Directives:
• 1. Write out the stretch of the on-call schedule transcript from "In this case, it's" through "not quite enough." again, switching "rotation" to "shift".
• 2. Answer these from the on-call schedule transcript:
(a) In the example, how many days is each person on rotation?
(b) What is currently the only way of notifying people who are on call?
(c) Where does clicking through the email take you?
• 3. Carry on the on-call schedule transcript from its last sentence.

Quoted text:
Includes the people who are gonna participate in an incident, so I'm gonna, add myself, I'm gonna, add a few other people that I know are in this project.

A

I set it to start a few days ago at the beginning of the month and I'll I'll set it. So in this example, where each person is on rotation for seven days, uh there are other things that you can set, such as setting an end date for this particular rotation, or restricting this to a specific time interval oftentimes incident response teams will have specific hours that they work gitlab. For example, we have people located around different parts of the world depending on where they live.

A

They might be on call at different times during the day to cover for the 24 hours.

A

In this case, it's not necessary so I'll just remove that.

A

So a particular schedule can also have more than one rotation, so if, for example, this might be the case, you might have your first line of people that respond to incidents and but they typically will have backups.

A

But with this example, I'm just going to add myself again.

A

What we have so far in the project to set up the schedule and set up the rotation once this is set. The people that appear on the schedule will receive an email when the alert comes into the project uh for incident management tools. This is not quite enough.

A

What we'll be adding in the next few uh milestones is we're going to be adding this concept as a escalation policy. What an escalation policy is is whenever an alert comes in escalation. Policy is responsible for figuring out how to contact the people that needs to respond to the alert, so you could be so you could set it up. So the person receives a page receives a ping in gitlab. Receives email receives a phone call, so that will be coming up in the next few miles.

A

Currently, we just have email as a way of notifying people that are on call.

A

So once this is done, the next thing I'm going to do is I'm going to trigger an alert, I'm just going to use our alert integration. There's a capability to send a test alert to set things up, so I just sent this alert and what you'll see is at some point here. It is this notifies the responder that something has happened clicking through the email. That brings you directly to the alert details page, but before we show that here is the alerts list page.

A

And you'll see that alert that was just triggered a minute ago. So this is a place where an sre team or infrastructure team uh can monitor throughout the working day they're, not on call to understand what is happening across their system. It's a it's, a it's, a single location where, where all the alerts hopefully is, um is aggregated, so you can do certain filtering and certain uh sorting to to facilitate the workflow for the sre team clicking into the alert.

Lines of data

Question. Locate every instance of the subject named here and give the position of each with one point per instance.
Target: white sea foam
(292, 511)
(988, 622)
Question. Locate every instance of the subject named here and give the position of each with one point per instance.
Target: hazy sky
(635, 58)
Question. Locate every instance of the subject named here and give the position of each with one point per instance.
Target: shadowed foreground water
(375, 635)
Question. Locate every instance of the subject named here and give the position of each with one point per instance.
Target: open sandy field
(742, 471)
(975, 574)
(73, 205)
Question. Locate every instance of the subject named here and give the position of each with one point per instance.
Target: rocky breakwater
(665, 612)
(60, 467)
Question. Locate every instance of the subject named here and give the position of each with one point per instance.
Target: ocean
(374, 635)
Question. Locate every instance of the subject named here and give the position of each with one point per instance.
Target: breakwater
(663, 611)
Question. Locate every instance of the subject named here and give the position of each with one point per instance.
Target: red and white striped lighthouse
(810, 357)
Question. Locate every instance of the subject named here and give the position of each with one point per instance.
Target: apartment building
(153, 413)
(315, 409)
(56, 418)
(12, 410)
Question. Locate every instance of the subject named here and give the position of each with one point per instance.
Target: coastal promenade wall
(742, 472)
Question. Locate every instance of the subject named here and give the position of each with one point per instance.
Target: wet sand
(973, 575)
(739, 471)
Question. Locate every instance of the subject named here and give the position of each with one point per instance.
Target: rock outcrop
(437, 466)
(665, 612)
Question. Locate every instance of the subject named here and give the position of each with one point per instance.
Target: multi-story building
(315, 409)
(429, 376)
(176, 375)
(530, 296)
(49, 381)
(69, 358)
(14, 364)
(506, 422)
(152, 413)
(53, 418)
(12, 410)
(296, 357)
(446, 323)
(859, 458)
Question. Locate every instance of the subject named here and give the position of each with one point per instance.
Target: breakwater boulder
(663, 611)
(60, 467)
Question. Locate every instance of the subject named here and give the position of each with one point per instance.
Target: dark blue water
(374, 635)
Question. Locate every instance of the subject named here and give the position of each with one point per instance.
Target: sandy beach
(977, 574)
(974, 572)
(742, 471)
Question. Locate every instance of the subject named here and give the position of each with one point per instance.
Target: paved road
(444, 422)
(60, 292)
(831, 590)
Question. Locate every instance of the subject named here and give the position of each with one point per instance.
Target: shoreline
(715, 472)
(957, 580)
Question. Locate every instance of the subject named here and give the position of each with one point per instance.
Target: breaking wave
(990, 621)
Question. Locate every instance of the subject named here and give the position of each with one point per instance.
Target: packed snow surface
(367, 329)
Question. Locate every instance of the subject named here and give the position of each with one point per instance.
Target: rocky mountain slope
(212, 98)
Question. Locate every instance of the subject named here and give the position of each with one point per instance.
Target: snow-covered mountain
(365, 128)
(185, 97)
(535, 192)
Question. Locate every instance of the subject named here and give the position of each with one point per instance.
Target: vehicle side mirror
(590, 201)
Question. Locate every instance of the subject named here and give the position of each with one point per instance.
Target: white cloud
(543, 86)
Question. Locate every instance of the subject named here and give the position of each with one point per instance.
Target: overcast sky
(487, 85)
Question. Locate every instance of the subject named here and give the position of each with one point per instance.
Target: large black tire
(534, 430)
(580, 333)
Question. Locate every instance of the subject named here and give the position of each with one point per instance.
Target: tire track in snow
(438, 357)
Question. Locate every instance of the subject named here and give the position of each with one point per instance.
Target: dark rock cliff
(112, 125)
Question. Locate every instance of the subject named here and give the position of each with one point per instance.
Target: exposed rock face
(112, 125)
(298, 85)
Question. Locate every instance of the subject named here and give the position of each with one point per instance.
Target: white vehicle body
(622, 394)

Answers to the problems:
• 1.
In this case, it's not necessary so I'll just remove that.

A

So a particular schedule can also have more than one shift, so if, for example, this might be the case, you might have your first line of people that respond to incidents and but they typically will have backups.

A

But with this example, I'm just going to add myself again.

A

What we have so far in the project to set up the schedule and set up the shift once this is set. The people that appear on the schedule will receive an email when the alert comes into the project uh for incident management tools. This is not quite enough.

• 2.
(a) Seven days.
(b) Email.
(c) Directly to the alert details page.

• 3.
A

Actually, one other thing I want to show you real quick. Is it's important for alerts to be actionable, so I just set multiple of the same type of alert, which is very typical in a real situation, because when something goes wrong, the monitoring engine will keep sending additional alerts. If the threshold is met, if you have to respond to the same alert over and over, that's not particularly useful.

A

What the team has built is the ability to aggregate alerts that are of the same type together, so you'll notice that there's actually been four of the same type of events that has occurred so clicking into this alert. We on the main details, page you'll, see all the information that was supplied by the originating source.

A

uh If you have a monitoring tool, that's more deeply integrated. Currently, it's only with prometheus. The metrics will also show up here and anything. Any actions you have taken will show up in the activity.

A

So in this case, I'm going to assign this alert to myself and acknowledge that I've seen the alert as well tell my teammates that I am on top of this particular issue and, as I look at this alert, I notice that it is actually critical work. So in this case the workflow is to create a new incident.

A

Once the incident is created, this is where you and your team, your teammates, can collaborate to resolve the incident and bring it back to normal working situations.

A

So, looking at this incident details page, what this is is actually a a different issue type. So if we go to issues something that's new, that's relatively new, that's added is you can actually create. An incident also manually should shoot your workflow uh dictate that that's how things are done, but in our example, we can create an incident directly.

A

Directly from from our alerts and in the new instant issue type, it has it links to uh all the alert details, uh you'll notice, there's something specific about this issue type, that's different.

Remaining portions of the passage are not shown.